- _Trecho selecionado_:
Como uma apólice de seguro, os aliados terão que construir sua própria infraestrutura econômica e militar paralelamente ao pacote de superpotência dos Estados Unidos. Criar essa opção levará anos. É altamente provável que a Europa emita mais dívida conjunta para financiar gastos extras com defesa, e o continente pode manter suas próprias sanções à Rússia mesmo que Trump suspenda as sanções americanas. Tudo isso pode dividir os mercados de capital americano e europeu e, finalmente, impulsionar o papel do euro como moeda internacional. Na defesa, a Europa está se esforçando para preencher lacunas em suas forças. Também está discutindo uma dissuasão nuclear continental envolvendo a França e talvez a Grã-Bretanha. Na Ásia, a Coreia do Sul e talvez o Japão podem se aproximar do limiar nuclear, a fim de dissuadir a China e a Coreia do Norte.

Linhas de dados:
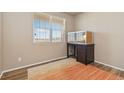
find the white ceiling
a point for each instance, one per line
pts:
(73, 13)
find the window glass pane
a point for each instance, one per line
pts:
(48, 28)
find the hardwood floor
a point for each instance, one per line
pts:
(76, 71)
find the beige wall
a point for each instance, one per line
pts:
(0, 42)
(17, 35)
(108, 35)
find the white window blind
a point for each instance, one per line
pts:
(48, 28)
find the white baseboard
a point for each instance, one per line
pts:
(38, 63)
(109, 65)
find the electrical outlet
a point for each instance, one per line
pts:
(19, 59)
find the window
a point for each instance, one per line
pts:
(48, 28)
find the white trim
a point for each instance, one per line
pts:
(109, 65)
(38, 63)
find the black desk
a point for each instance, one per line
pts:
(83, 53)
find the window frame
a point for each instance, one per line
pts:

- _Instruções do exercício_:
1. Segundo o trecho, quais países da Ásia podem se aproximar do limiar nuclear?
2. Com base no trecho, explique por que é altamente provável que a Europa emita mais dívida conjunta.
3. Extraia do trecho, sem nenhuma alteração, tudo desde "Como uma apólice" até "Coreia do Norte.".
Os itens não são necessários para resolver o exercício.

- _Lista de respostas_:
1. A Coreia do Sul e talvez o Japão podem se aproximar do limiar nuclear.

2. É altamente provável que a Europa emita mais dívida conjunta para financiar gastos extras com defesa.

3.
Como uma apólice de seguro, os aliados terão que construir sua própria infraestrutura econômica e militar paralelamente ao pacote de superpotência dos Estados Unidos. Criar essa opção levará anos. É altamente provável que a Europa emita mais dívida conjunta para financiar gastos extras com defesa, e o continente pode manter suas próprias sanções à Rússia mesmo que Trump suspenda as sanções americanas. Tudo isso pode dividir os mercados de capital americano e europeu e, finalmente, impulsionar o papel do euro como moeda internacional. Na defesa, a Europa está se esforçando para preencher lacunas em suas forças. Também está discutindo uma dissuasão nuclear continental envolvendo a França e talvez a Grã-Bretanha. Na Ásia, a Coreia do Sul e talvez o Japão podem se aproximar do limiar nuclear, a fim de dissuadir a China e a Coreia do Norte.